■ **WRITTEN INSTRUCTION**:
Could you reproduce each of the items below word for word, changing nothing?

■ **DATA TO PROCESS**:
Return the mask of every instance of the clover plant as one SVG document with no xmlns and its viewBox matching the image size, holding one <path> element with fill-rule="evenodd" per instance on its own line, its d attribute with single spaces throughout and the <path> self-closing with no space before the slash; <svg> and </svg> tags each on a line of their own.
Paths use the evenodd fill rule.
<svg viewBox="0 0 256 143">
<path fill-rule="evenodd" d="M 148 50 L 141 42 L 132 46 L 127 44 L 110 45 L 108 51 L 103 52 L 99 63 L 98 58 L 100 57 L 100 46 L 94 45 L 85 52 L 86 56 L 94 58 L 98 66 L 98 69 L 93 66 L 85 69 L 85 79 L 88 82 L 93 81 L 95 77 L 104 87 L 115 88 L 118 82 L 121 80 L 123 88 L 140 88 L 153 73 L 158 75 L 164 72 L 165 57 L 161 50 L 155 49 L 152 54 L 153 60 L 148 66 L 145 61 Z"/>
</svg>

■ **FULL OUTPUT**:
Return the mask of every instance of the clover plant as one SVG document with no xmlns and its viewBox matching the image size, holding one <path> element with fill-rule="evenodd" per instance on its own line, its d attribute with single spaces throughout and the <path> self-closing with no space before the slash; <svg> and </svg> tags each on a line of their own.
Paths use the evenodd fill rule.
<svg viewBox="0 0 256 143">
<path fill-rule="evenodd" d="M 148 50 L 141 42 L 132 46 L 127 44 L 110 45 L 108 51 L 103 52 L 99 63 L 98 58 L 100 57 L 100 46 L 94 45 L 85 52 L 86 56 L 94 58 L 98 66 L 98 69 L 93 66 L 85 69 L 85 79 L 88 82 L 93 81 L 95 77 L 104 87 L 115 88 L 118 82 L 121 80 L 123 88 L 140 88 L 153 73 L 158 75 L 164 72 L 165 57 L 161 50 L 155 49 L 152 54 L 153 60 L 148 66 L 145 61 Z"/>
</svg>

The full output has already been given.